**The task**
Count how many lines of the records contain the string "belt". Reply with the number alone.

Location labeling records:
[BEGIN]

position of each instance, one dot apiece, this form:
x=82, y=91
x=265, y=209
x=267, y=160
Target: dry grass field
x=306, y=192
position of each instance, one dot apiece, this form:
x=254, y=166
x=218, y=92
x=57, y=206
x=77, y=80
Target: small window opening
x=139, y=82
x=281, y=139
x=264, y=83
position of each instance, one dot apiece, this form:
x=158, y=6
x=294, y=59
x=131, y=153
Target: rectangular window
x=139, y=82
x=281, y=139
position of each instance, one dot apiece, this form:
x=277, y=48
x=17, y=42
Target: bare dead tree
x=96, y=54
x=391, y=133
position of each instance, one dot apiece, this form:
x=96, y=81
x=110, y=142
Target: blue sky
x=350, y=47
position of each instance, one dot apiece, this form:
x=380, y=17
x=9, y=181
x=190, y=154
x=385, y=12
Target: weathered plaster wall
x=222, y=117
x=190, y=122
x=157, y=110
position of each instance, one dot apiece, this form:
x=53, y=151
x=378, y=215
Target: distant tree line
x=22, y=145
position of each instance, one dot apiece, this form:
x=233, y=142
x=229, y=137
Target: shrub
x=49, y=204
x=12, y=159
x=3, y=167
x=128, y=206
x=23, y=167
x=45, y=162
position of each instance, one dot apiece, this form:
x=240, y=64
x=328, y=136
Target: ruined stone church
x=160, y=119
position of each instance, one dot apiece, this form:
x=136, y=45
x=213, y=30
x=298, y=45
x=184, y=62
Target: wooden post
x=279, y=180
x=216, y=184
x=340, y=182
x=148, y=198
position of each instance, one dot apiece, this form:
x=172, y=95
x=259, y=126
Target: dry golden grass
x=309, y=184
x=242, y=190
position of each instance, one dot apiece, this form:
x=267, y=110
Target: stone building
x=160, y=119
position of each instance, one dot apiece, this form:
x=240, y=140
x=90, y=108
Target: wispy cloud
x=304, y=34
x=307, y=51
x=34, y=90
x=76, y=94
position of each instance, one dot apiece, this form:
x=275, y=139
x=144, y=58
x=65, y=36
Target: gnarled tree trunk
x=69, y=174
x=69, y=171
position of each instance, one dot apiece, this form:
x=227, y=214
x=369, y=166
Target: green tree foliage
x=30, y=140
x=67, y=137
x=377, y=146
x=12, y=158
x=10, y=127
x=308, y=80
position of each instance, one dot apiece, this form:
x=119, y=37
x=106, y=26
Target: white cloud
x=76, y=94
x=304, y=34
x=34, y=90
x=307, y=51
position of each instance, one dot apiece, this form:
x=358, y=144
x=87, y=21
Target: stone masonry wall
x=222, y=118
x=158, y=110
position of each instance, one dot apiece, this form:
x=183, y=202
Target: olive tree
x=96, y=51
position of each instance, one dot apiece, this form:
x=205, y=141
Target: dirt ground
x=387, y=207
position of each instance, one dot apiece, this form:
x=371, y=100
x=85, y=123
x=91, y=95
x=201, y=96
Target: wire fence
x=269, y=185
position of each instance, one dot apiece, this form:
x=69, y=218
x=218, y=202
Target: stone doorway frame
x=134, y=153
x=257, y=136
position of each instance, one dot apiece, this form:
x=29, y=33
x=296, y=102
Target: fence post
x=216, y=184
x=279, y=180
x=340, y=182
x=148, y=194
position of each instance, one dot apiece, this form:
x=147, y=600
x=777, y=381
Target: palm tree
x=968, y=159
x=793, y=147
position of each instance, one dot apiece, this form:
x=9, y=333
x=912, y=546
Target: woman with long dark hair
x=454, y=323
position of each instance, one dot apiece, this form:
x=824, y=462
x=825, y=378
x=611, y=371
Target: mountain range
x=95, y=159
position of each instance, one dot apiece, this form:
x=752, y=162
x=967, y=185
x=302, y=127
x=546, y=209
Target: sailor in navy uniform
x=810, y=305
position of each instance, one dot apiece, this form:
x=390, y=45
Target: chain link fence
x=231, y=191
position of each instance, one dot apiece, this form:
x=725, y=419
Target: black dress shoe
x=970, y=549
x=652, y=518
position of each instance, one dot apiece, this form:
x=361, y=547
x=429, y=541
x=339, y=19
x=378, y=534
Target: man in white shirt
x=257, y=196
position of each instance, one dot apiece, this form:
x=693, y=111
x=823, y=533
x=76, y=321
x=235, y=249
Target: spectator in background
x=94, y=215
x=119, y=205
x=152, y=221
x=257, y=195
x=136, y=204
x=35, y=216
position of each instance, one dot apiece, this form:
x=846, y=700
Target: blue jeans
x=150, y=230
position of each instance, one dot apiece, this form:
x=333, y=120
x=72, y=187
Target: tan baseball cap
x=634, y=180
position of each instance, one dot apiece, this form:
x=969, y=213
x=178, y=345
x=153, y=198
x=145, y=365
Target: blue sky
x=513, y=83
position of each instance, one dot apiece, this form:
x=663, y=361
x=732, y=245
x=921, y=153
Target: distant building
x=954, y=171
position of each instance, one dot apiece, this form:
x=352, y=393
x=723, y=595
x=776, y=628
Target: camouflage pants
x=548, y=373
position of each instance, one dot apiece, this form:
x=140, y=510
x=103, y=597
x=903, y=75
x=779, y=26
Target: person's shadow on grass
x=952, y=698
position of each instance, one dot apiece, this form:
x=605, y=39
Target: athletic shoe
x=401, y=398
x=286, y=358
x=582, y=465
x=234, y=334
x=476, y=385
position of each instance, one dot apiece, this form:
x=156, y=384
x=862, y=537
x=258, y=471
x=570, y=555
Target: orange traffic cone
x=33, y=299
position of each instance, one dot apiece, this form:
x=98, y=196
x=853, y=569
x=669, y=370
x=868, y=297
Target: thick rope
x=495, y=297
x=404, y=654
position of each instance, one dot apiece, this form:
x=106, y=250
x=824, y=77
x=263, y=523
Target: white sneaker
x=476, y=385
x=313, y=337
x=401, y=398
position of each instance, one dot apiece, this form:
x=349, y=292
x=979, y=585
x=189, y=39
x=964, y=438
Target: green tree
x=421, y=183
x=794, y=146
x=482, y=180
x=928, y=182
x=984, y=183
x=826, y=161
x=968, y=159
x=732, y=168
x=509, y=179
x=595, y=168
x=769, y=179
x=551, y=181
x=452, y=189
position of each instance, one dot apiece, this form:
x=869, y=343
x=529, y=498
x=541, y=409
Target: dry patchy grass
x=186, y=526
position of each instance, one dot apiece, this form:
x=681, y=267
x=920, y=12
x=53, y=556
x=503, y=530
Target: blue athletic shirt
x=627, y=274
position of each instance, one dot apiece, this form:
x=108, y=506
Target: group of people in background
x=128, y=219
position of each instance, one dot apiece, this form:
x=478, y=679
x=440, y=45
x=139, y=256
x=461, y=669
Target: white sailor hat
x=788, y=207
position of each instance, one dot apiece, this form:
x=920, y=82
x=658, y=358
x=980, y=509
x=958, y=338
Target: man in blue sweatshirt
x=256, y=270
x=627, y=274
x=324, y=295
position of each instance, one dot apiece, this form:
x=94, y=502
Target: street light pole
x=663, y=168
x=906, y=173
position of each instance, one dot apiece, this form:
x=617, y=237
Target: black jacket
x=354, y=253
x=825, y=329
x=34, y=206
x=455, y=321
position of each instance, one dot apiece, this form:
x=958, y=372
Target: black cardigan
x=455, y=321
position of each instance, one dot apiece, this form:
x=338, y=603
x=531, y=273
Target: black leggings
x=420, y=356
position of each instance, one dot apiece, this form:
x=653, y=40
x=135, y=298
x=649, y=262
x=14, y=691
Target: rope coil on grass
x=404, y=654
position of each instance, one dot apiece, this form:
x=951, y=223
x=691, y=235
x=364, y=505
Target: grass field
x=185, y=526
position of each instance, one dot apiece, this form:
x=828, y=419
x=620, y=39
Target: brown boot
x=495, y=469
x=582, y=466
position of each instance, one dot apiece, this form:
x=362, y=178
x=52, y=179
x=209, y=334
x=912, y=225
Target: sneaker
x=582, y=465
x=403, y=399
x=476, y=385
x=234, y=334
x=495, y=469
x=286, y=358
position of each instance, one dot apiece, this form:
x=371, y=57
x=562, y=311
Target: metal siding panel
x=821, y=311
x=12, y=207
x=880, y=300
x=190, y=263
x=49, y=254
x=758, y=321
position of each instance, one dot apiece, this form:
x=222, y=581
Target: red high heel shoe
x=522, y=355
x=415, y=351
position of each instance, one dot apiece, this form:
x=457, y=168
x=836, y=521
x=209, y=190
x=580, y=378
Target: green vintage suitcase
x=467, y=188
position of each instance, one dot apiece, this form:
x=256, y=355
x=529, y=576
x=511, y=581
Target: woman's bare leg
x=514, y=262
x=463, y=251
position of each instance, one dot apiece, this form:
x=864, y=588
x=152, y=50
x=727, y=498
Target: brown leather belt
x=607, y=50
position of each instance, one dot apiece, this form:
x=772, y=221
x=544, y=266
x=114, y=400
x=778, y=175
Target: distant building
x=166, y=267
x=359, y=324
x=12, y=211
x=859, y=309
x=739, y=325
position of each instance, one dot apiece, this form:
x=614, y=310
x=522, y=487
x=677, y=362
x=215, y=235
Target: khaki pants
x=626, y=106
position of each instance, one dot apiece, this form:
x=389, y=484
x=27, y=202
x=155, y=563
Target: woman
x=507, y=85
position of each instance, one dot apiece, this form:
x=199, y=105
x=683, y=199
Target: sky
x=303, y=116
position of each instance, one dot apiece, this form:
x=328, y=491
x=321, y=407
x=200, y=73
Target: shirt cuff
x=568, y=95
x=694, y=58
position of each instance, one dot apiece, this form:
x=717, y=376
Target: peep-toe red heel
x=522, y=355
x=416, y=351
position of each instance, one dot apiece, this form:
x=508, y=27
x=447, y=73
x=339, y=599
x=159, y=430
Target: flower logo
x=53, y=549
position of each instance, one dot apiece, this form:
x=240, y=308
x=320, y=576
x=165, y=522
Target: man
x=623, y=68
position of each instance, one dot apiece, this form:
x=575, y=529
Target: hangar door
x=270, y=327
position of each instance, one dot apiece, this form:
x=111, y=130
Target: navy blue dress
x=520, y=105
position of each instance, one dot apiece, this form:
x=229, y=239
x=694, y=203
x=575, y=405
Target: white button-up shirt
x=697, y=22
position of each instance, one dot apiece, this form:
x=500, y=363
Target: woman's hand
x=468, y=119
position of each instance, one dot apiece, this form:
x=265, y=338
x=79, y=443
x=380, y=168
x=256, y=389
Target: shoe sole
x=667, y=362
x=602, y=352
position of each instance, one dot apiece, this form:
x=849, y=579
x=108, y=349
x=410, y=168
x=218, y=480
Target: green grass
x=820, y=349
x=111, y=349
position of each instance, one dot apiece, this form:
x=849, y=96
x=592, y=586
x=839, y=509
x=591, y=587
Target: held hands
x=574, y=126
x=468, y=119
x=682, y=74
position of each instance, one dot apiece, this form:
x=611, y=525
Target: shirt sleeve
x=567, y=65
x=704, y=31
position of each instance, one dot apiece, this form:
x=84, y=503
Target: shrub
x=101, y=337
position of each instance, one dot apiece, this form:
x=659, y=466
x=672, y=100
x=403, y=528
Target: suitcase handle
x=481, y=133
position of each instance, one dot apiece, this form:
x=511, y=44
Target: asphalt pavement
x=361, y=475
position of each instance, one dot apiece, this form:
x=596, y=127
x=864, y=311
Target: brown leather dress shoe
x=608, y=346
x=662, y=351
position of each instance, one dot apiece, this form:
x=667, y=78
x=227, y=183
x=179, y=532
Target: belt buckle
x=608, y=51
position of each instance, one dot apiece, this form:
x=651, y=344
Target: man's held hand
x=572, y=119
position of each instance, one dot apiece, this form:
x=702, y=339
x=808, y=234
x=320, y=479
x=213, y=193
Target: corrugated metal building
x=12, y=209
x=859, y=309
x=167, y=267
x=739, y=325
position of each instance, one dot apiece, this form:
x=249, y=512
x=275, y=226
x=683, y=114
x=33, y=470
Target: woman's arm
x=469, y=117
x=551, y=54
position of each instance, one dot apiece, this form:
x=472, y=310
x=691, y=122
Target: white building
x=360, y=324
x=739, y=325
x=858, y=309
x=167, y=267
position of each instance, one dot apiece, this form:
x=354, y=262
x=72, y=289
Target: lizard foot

[END]

**Final result**
2